Listed records:
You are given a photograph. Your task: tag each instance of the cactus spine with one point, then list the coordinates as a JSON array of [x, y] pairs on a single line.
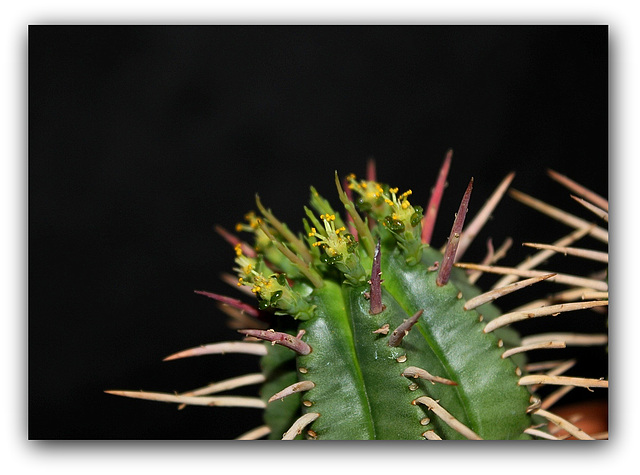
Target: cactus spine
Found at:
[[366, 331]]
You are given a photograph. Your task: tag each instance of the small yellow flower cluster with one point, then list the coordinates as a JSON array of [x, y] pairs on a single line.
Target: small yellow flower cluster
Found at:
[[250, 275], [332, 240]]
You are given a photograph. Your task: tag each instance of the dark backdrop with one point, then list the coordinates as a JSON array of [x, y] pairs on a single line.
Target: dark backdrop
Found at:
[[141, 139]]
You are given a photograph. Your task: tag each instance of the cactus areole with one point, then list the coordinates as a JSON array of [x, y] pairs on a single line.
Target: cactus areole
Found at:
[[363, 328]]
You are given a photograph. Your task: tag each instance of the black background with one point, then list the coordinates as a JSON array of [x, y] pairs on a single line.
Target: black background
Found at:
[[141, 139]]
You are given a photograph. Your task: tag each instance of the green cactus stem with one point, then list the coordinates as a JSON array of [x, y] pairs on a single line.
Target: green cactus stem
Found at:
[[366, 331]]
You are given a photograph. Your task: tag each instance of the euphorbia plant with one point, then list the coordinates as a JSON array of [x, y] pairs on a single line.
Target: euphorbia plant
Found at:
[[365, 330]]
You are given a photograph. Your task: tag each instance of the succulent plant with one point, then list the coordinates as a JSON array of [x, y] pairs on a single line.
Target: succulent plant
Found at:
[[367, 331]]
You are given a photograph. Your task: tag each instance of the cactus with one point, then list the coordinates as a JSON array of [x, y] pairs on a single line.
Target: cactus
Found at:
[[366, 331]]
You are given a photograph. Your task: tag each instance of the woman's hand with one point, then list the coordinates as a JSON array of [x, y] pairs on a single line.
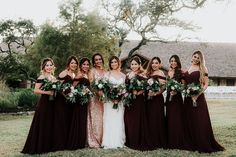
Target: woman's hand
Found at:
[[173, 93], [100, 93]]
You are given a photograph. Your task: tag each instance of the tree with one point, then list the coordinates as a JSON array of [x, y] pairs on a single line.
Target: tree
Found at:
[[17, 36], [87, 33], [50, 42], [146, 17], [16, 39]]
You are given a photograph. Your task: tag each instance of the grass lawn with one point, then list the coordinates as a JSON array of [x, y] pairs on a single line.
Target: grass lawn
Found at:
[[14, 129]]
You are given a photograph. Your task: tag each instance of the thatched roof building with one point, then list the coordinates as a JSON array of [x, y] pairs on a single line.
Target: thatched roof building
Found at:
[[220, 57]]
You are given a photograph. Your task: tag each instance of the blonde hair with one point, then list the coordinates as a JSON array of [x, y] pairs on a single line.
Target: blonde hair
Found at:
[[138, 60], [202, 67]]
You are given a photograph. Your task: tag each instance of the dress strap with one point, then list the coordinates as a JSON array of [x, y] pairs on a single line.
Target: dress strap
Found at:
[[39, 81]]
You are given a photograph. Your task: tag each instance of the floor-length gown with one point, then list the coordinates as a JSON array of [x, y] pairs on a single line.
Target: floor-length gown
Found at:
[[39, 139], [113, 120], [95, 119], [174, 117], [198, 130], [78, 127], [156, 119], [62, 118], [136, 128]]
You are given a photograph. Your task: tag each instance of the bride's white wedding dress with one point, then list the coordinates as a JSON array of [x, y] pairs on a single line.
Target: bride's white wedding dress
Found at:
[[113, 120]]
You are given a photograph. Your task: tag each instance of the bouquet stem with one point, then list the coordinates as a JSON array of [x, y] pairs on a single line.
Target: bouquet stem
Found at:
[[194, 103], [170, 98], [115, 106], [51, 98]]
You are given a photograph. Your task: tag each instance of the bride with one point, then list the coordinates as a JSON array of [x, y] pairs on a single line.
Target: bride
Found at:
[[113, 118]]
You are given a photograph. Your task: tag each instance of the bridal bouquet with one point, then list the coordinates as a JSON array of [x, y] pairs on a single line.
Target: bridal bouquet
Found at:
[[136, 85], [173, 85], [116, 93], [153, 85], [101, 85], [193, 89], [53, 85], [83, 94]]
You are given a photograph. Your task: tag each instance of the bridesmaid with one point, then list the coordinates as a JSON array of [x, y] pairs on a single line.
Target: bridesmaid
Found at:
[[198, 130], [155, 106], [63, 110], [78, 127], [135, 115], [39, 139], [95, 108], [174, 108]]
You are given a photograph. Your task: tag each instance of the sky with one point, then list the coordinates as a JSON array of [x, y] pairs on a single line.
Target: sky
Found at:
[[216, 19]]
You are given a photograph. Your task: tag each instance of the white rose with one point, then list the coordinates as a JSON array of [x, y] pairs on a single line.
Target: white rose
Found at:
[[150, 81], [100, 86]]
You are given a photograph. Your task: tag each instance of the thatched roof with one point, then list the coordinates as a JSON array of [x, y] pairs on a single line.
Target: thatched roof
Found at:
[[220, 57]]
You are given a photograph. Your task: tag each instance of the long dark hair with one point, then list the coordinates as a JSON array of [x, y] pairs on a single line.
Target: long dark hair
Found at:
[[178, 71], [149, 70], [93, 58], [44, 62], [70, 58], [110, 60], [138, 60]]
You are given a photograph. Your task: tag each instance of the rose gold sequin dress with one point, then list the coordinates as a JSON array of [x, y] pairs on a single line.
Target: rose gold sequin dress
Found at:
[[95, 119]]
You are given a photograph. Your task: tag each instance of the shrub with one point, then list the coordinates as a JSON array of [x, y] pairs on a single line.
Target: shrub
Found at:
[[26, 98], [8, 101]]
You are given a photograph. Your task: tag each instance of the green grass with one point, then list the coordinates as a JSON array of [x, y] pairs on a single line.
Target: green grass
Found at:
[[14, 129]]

What you need to do: From the listing above, reproduce word for word the lines from the one holding "the bride with" through the one holding "[[150, 81], [100, 86]]", including both.

Output below:
You are given a photograph. Your task: tag each instance of the bride with one point, then list the coordinates as a JSON array of [x, y] pairs on a single line.
Target: bride
Found at:
[[113, 118]]
You are given a photograph. Your task: tag each instance of the bridal bouquet with one point, then list the coordinates as a JSON array of [x, y] pairs on a single line.
Target: bridal bouquet
Found at:
[[136, 85], [173, 85], [116, 93], [153, 85], [101, 85], [193, 89], [53, 85], [83, 94]]
You are given a photograph. Your task: tag each instance of the bridesmaid with one point, then list the coordinates as a JSON array of [x, y] pairs on a single line.
Target: bridesmaid
Found at:
[[198, 130], [155, 106], [63, 110], [78, 127], [135, 115], [39, 139], [95, 108], [174, 108]]
You are given a photograph. Your task: tag each instance of the sky with one point, then list the coordinates as a JSON array of [x, y] pairs on a single line.
Target: sky
Found at:
[[216, 19]]
You are given a photograph. Your task: tag each instance of the white rose with one point, then list the coordinates as a JSON array of [x, y] pairs on a single line.
Target: white rose
Found at:
[[150, 81], [100, 86]]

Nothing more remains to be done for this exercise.